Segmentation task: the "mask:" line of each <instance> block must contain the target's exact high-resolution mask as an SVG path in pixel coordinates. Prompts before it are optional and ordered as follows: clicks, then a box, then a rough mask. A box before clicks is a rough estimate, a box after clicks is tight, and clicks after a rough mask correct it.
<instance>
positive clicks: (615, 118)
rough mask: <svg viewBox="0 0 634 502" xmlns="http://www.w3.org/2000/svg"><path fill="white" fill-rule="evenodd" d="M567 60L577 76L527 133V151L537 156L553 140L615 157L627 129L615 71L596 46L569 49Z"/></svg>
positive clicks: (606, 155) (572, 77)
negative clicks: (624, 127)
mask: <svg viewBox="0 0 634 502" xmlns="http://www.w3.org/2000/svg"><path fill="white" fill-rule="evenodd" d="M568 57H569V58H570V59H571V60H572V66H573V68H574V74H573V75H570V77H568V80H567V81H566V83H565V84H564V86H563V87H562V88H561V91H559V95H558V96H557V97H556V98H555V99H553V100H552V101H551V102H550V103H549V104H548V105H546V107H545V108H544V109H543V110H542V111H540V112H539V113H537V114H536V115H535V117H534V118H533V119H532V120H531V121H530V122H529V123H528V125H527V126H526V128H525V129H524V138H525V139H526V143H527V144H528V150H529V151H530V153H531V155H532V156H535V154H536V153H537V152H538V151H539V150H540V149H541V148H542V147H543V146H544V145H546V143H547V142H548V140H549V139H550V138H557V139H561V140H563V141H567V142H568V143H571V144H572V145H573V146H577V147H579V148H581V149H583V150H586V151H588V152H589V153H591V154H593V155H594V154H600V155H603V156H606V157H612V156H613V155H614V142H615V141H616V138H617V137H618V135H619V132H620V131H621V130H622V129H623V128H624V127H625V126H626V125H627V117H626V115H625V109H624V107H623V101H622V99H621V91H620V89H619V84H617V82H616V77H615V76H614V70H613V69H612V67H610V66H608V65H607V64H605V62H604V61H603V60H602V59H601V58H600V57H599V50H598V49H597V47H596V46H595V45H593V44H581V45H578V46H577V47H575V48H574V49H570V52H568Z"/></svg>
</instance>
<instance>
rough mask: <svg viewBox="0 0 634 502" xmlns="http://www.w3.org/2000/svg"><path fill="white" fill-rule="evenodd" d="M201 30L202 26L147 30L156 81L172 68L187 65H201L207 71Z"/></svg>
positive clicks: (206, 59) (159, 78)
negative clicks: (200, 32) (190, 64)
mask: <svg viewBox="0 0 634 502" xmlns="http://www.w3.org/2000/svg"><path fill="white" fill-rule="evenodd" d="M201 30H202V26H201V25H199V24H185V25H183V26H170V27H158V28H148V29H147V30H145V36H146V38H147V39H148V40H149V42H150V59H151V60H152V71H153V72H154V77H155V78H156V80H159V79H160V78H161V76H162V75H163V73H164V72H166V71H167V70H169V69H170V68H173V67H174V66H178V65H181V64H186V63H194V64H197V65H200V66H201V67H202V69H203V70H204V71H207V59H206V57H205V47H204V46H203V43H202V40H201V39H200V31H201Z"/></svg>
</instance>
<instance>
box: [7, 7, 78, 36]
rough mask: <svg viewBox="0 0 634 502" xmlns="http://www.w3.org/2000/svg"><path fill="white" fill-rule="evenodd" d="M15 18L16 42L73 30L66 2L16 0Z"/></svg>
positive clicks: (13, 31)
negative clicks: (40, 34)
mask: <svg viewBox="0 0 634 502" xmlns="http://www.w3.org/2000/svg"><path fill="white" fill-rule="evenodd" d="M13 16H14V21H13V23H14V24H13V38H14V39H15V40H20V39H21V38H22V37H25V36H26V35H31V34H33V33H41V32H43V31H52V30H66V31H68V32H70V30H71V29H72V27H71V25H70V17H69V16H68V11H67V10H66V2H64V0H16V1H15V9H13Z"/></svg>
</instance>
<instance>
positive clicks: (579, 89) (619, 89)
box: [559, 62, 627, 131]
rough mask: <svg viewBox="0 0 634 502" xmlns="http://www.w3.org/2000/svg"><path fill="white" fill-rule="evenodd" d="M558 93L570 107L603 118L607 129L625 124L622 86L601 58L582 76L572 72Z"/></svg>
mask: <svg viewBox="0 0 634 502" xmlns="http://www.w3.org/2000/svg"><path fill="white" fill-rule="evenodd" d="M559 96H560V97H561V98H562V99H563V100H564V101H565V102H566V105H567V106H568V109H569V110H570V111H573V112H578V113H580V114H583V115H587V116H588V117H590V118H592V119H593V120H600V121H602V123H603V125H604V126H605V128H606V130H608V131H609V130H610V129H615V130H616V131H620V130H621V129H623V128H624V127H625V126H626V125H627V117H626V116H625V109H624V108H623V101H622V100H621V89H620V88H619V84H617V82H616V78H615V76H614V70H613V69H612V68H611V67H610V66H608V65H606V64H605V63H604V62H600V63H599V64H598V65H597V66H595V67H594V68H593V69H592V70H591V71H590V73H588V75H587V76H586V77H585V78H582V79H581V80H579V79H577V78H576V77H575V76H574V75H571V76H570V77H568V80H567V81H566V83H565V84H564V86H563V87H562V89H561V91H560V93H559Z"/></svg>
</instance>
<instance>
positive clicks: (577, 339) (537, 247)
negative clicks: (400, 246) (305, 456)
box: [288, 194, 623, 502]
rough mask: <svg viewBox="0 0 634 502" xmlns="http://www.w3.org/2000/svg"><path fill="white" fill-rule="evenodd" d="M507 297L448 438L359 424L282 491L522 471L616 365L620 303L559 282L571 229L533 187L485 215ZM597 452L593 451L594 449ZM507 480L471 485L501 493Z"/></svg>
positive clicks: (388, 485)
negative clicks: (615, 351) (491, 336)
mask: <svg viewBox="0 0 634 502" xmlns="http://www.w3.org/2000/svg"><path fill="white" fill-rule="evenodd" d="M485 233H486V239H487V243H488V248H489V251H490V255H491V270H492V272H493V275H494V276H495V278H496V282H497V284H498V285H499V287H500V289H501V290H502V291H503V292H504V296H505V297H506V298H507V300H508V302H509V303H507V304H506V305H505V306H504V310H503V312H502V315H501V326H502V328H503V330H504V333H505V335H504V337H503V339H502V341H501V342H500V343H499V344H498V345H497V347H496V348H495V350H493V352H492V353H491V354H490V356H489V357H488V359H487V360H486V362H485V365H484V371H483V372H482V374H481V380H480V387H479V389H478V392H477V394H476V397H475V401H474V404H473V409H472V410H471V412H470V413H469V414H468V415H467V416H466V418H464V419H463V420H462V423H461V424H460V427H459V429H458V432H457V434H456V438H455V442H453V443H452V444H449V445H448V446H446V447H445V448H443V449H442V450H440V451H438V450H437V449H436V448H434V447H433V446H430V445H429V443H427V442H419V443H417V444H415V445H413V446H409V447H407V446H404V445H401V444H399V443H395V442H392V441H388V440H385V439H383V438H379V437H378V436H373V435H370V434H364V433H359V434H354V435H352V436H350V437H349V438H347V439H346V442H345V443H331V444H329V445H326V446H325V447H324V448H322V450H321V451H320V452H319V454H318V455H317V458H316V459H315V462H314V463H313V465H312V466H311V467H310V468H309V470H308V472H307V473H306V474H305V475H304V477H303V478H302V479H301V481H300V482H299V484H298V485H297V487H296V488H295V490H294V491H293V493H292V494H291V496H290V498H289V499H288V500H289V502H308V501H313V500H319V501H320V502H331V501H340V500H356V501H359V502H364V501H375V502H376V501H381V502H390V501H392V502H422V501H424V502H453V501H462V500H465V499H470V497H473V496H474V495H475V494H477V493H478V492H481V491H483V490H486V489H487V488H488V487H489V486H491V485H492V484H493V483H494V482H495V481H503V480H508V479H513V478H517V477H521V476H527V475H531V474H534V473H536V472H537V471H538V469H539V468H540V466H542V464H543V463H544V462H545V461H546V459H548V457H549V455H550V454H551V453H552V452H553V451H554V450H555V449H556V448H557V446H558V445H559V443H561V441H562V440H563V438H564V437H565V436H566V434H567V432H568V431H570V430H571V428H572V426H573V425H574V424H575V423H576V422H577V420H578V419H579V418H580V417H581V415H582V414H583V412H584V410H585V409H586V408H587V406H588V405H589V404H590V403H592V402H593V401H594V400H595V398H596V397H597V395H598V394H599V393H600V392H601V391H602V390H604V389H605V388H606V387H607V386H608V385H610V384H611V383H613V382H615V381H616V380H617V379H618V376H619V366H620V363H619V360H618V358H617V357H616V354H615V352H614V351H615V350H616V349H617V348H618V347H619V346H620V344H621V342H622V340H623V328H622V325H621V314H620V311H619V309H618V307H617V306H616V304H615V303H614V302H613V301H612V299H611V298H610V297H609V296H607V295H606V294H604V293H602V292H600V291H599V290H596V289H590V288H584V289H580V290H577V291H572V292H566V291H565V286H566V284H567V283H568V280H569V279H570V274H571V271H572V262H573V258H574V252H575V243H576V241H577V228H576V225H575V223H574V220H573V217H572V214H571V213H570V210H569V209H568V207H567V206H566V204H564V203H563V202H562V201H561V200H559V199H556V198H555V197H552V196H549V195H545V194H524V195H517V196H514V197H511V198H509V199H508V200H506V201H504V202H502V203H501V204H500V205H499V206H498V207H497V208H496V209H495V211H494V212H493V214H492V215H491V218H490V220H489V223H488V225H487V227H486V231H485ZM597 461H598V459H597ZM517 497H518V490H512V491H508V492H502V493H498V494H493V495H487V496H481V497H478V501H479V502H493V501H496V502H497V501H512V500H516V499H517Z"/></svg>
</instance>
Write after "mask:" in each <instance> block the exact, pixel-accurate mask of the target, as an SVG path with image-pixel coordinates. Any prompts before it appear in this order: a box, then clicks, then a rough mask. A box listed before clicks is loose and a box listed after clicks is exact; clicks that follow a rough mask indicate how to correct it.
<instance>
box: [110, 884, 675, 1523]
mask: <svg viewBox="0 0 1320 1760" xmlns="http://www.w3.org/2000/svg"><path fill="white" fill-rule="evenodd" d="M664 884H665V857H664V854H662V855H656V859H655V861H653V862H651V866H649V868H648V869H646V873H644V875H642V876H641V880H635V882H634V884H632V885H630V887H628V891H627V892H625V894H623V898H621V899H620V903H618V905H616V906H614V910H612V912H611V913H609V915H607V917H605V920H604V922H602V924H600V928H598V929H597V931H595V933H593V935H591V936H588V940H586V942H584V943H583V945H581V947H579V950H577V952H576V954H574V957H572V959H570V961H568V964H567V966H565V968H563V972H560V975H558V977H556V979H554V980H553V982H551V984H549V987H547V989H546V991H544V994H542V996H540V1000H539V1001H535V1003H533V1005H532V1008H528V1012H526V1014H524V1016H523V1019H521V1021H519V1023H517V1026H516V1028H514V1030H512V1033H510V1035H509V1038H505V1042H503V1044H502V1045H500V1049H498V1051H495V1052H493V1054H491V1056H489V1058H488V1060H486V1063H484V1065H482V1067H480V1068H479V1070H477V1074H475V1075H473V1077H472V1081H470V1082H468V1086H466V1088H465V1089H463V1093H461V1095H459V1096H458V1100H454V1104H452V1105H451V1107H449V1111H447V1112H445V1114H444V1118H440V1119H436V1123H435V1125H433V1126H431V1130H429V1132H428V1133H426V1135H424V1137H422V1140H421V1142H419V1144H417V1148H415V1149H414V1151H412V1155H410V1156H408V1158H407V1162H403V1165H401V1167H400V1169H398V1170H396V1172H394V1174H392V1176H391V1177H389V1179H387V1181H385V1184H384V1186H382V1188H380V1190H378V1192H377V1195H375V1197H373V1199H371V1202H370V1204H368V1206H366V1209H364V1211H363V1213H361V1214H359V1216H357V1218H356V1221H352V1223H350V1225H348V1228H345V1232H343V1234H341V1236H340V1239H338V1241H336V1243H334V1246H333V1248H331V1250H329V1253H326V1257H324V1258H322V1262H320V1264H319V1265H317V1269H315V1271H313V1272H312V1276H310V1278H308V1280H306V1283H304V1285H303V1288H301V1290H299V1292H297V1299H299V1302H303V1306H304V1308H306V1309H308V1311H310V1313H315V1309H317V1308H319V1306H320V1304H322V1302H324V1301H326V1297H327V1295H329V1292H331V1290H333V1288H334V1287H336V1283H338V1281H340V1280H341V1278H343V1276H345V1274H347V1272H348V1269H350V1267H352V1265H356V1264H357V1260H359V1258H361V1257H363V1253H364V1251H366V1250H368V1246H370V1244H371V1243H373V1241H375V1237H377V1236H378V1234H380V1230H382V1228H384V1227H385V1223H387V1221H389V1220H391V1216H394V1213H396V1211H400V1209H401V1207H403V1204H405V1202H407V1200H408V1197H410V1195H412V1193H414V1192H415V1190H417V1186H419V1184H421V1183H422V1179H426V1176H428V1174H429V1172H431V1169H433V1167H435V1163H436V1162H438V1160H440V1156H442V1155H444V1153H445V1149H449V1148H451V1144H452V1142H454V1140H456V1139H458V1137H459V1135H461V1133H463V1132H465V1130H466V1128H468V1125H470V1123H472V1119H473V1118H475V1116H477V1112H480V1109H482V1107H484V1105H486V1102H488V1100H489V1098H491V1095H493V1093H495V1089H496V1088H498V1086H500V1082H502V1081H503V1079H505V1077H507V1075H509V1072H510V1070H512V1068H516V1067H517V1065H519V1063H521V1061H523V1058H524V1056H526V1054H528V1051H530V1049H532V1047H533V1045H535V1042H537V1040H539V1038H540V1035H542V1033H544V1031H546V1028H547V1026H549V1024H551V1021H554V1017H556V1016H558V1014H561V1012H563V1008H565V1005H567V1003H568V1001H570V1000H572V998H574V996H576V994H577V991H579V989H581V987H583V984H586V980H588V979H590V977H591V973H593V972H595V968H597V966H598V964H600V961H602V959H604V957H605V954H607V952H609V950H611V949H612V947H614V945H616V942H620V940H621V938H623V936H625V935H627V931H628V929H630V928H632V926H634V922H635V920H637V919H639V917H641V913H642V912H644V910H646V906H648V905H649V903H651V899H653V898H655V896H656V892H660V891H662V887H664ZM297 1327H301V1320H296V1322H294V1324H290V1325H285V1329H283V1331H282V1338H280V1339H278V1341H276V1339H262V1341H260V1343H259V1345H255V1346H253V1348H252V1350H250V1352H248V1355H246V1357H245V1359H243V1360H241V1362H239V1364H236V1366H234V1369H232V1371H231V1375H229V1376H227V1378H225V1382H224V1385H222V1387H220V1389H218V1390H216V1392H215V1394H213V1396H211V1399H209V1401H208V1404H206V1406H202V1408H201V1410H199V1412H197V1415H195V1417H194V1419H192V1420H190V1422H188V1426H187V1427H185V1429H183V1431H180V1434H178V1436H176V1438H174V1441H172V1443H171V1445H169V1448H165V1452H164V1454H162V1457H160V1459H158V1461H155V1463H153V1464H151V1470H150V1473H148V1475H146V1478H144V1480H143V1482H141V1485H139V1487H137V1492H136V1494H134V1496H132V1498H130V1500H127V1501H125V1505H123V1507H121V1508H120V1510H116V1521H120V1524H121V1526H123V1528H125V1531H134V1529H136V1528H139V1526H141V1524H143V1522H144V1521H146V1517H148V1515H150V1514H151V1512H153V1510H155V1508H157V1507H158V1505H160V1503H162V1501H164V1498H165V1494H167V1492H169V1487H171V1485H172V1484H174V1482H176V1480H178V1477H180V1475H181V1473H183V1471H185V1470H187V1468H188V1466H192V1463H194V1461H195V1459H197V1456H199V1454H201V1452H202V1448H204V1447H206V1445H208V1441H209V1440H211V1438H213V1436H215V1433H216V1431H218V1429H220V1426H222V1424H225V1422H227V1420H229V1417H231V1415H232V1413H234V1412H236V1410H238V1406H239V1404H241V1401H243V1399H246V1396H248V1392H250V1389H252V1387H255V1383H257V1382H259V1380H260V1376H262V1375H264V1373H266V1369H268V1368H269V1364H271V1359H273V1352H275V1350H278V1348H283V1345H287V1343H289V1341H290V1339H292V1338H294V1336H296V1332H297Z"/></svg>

▶ _PROBLEM TO SOLVE_
Throughout the material above, find every line holding "correct" and copy it.

▶ _RESPONSE TO THE TASK_
Segmentation task: the "mask:" line of each <instance> block must contain the target's exact high-resolution mask as an SVG path in pixel coordinates. Prompts before it are optional and ordered as follows: clicks, then a box, then a rough mask. A box before clicks is a rough estimate, a box after clicks is tight, and clicks after a rough mask correct it.
Write after "mask:" in each <instance> block the exact, pixel-accurate mask of the target, as an SVG path with image-pixel coordinates. Any prompts before it appear in this order: a box, then clicks, then a rough mask. A box listed before clicks is loose and a box listed after clicks is exact; clicks that follow a rough mask indicate how to correct it.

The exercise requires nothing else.